WORK REQUIRED: Reproduce all of the data, making sure that no line differs from the original.

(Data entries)
----

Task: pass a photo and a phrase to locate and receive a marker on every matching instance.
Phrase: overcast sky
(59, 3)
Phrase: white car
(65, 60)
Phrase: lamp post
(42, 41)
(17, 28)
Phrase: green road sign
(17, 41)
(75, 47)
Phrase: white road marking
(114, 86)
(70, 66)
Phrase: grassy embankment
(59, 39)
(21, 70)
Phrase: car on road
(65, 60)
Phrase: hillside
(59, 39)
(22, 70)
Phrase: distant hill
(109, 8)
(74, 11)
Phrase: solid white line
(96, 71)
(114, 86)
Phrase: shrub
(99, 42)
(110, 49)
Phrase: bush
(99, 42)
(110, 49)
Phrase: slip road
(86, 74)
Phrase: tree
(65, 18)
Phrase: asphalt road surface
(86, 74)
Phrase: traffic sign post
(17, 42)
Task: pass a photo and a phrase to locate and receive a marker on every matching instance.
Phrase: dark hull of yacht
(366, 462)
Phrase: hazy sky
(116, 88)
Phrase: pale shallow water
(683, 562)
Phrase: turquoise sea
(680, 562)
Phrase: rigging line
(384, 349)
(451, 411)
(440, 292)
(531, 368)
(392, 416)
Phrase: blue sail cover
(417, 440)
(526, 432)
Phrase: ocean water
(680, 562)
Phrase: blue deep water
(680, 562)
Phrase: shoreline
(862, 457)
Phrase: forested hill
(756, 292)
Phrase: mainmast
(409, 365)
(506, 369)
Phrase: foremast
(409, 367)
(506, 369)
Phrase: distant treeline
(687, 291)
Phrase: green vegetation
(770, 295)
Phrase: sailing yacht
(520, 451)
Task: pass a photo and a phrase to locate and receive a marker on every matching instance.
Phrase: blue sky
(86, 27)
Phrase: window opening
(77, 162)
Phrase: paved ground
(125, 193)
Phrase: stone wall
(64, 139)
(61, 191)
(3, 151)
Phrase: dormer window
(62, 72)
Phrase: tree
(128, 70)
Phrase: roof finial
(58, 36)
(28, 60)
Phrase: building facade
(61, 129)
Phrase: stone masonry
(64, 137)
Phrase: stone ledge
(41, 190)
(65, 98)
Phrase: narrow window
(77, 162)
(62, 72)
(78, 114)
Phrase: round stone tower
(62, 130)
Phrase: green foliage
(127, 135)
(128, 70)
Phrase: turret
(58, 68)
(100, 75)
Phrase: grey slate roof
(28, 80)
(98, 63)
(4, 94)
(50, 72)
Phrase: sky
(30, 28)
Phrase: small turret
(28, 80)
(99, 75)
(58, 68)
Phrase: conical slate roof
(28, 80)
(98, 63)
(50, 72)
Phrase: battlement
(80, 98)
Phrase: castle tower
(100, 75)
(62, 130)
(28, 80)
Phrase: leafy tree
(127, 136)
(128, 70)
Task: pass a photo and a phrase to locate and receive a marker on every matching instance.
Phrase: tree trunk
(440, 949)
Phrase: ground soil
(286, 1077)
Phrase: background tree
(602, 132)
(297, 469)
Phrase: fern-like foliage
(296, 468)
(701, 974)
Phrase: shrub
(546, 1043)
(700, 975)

----

SOLVED EXERCISE:
Task: pass a photo and a phrase to locate and receive a marker on every matching instance.
Phrase: overcast sky
(59, 3)
Phrase: white car
(65, 60)
Phrase: lamp post
(42, 41)
(17, 28)
Phrase: green road sign
(17, 41)
(75, 47)
Phrase: white road marking
(114, 86)
(70, 66)
Phrase: grassy embankment
(59, 39)
(21, 70)
Phrase: car on road
(65, 60)
Phrase: hillside
(59, 39)
(22, 70)
Phrase: distant hill
(109, 8)
(74, 11)
Phrase: solid white line
(96, 71)
(114, 86)
Phrase: shrub
(99, 42)
(110, 49)
Phrase: bush
(99, 42)
(110, 49)
Phrase: slip road
(86, 74)
Phrase: tree
(65, 18)
Phrase: asphalt road surface
(86, 74)
Phrase: traffic sign post
(17, 42)
Task: pass a photo and a phrase to locate and receive a marker on every matching instance.
Phrase: dark hull of yacht
(366, 462)
Phrase: hazy sky
(116, 88)
Phrase: pale shallow water
(683, 562)
Phrase: turquoise sea
(680, 562)
Phrase: rigging line
(384, 349)
(451, 411)
(440, 292)
(531, 368)
(392, 416)
Phrase: blue sail cover
(417, 440)
(526, 432)
Phrase: ocean water
(680, 562)
Phrase: blue deep water
(680, 562)
Phrase: shoreline
(862, 457)
Phrase: forested hill
(756, 292)
Phrase: mainmast
(409, 365)
(506, 369)
Phrase: foremast
(409, 367)
(506, 369)
Phrase: distant treeline
(687, 291)
Phrase: green vegetation
(770, 295)
Phrase: sailing yacht
(520, 451)
Task: pass a photo and a phrase to locate and receive a marker on every matching instance.
Phrase: blue sky
(86, 27)
Phrase: window opening
(77, 162)
Phrase: paved ground
(125, 193)
Phrase: stone wall
(64, 139)
(61, 191)
(3, 151)
Phrase: dormer window
(62, 72)
Phrase: tree
(128, 70)
Phrase: roof finial
(58, 36)
(28, 60)
Phrase: building facade
(61, 129)
Phrase: stone masonry
(64, 137)
Phrase: stone ledge
(41, 190)
(65, 98)
Phrase: narrow window
(77, 162)
(62, 72)
(78, 114)
Phrase: round stone tower
(62, 130)
Phrase: green foliage
(127, 135)
(128, 70)
Phrase: turret
(58, 68)
(100, 75)
Phrase: grey slate roof
(28, 80)
(98, 63)
(4, 94)
(50, 72)
Phrase: sky
(30, 28)
Phrase: small turret
(28, 80)
(99, 75)
(58, 68)
Phrase: conical slate roof
(28, 80)
(98, 63)
(50, 72)
Phrase: battlement
(80, 98)
Phrase: castle tower
(100, 75)
(62, 130)
(28, 80)
Phrase: leafy tree
(127, 136)
(128, 70)
Task: pass a photo and a phrase to locate and receive a marker on every matching instance.
Phrase: tree trunk
(440, 949)
Phrase: ground soil
(286, 1077)
Phrase: background tree
(602, 132)
(297, 469)
Phrase: fern-like foliage
(296, 468)
(701, 974)
Phrase: shrub
(546, 1043)
(700, 975)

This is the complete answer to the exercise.